**Study questions**
**A)** Quote the passage on the UK's post-Covid economic growth, starting at "Although millions of" and ending at "splash the cash.".
**B)** In the passage on the UK's post-Covid economic growth, how much money does the CEBR say Brits saved during the pandemic?
**C)** Carry on the passage on the UK's post-Covid economic growth from its final sentence.

**Study text**
____________

The UK’s economy will grow at its fastest rate since the Second World War this year as it bounces back from Covid, experts predict.
The nation’s GDP has taken a bigger hit than average from Covid-19, but the Centre for Economics and Business Research (CEBR) says Britons’ love of spending will help it recover.
The group believe national income could rise by 8% in 2021, fuelled by the money people are itching to spend once restrictions are lifted.
Although many people have fallen on hard times, the CEBR said £200 billion has been saved by Brits during the pandemic, which could lead to the biggest growth in GDP since 1941.
Deputy chairman Doug McWilliams told Mailonline: ‘Our tendency to splash out once we are let out of lockdown is greater than in many other countries.
‘If you give money to Germans or Singaporeans, they will save it, or think about it for a while. Brits will just spend it. The economic recovery will be quicker and stronger than people think.’
The Bank of England’s chief economist, Andy Haldane, made a similar prediction earlier this month, when Brits flocked to shops on the UK’s high street after the second lockdown was lifted.
Although millions of people lost their jobs or took hits to their incomes due to the pandemic, he said there remains a vast pile of cash waiting to be spent by the army of ‘accidental savers’ who financially gained from working from home and going out less.
He said a nationwide spending spree could help the economy to recover more quickly than forecasters have predicted, with many Brits already showing their willingness to splash the cash.
‘People are using their involuntarily-accumulated savings on a new house or a new car,’ Mr Haldane told Mailonline. ‘[But] plenty of that pent-up demand is still in the tank… there are plenty of those savings still to be used.’
The CEBR said that the world economy will recover at its fastest rate since 1976, with tourism, hospitality, tech and pharma ‘to come roaring back in the second half of the year’.
The upbeat prediction comes as millions of Brits welcome the new year in lockdown.
Scientists have warned restrictions may last months as the second wave threatens to overwhelm hospitals across the country.

____________

**Listed entries**
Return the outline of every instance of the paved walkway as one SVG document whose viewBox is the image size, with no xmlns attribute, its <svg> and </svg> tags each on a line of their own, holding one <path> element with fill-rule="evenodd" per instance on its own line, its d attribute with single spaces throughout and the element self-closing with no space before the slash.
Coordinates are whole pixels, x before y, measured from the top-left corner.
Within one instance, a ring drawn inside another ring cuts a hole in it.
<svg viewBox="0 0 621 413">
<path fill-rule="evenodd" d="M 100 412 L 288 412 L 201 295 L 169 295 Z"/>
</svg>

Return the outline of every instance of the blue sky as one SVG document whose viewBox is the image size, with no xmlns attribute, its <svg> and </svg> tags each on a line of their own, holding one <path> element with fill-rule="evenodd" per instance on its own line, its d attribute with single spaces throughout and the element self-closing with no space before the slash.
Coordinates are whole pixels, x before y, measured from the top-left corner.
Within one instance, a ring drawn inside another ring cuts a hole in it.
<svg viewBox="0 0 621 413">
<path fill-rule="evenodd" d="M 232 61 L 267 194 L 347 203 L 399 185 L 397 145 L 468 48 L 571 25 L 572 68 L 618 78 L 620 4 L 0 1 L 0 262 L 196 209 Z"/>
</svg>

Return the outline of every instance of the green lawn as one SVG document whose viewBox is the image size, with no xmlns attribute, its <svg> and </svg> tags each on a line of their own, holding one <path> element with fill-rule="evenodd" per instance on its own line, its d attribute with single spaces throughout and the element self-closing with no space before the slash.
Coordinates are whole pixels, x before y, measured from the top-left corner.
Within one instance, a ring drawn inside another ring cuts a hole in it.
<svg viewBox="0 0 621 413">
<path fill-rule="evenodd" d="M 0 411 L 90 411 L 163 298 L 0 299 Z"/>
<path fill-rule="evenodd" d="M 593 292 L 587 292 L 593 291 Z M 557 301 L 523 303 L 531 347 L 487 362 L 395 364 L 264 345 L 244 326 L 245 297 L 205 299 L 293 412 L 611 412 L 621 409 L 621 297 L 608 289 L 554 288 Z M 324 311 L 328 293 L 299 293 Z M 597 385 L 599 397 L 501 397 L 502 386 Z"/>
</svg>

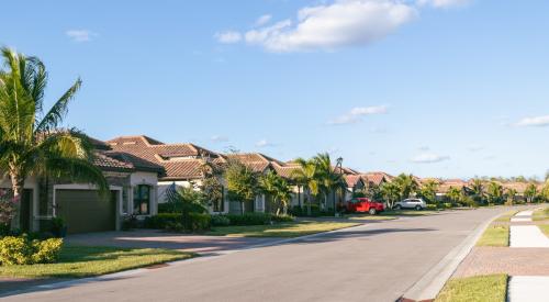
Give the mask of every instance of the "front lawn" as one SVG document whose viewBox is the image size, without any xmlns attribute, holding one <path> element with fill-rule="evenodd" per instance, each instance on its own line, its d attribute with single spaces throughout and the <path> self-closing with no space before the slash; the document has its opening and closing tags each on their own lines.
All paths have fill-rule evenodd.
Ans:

____________

**Results of the exercise**
**A)**
Although millions of people lost their jobs or took hits to their incomes due to the pandemic, he said there remains a vast pile of cash waiting to be spent by the army of ‘accidental savers’ who financially gained from working from home and going out less.
He said a nationwide spending spree could help the economy to recover more quickly than forecasters have predicted, with many Brits already showing their willingness to splash the cash.

**B)** £200 billion.

**C)**
Despite this, the CEBR said the economy would benefit from vaccines, the Brexit deal and Donald Trump’s departure from the White House.
There are already small signs of optimism, with the pound hitting its strongest level of the year against the dollar on the final day of 2020.
The FTSE 100 finished the year 2% ahead of its low point in March – although it is still 14% lower than 12 months ago.
Financial analysts say the FTSE is poised for a ‘strong rebound’ with the roll-out of Covid-19 vaccines spurring an economic recovery.
But while the UK economy is expected to revive in 2021, the depth of the Covid recession means it is unlikely to return to its pre-pandemic peak until late 2022.
National debt has soared to more than £2 trillion due to the crisis, and the Office for Budget Responsibility (OBR) predicts unemployment will spiral next year when the furlough scheme ends.
Although the Brexit deal might restore investors’confidence, disruption is expected while companies get used to the new rules. The OBR estimates a long-term loss of output of about 4% compared with remaining in the EU.
Chancellor Rishi Sunak admitted in November that the ‘economic emergency’ had only just begun, as official forecasts predicted the biggest economic decline in 300 years.
It is thought that tax rises or spending cuts will be needed in future years to stabilise the UK’s growing debt pile.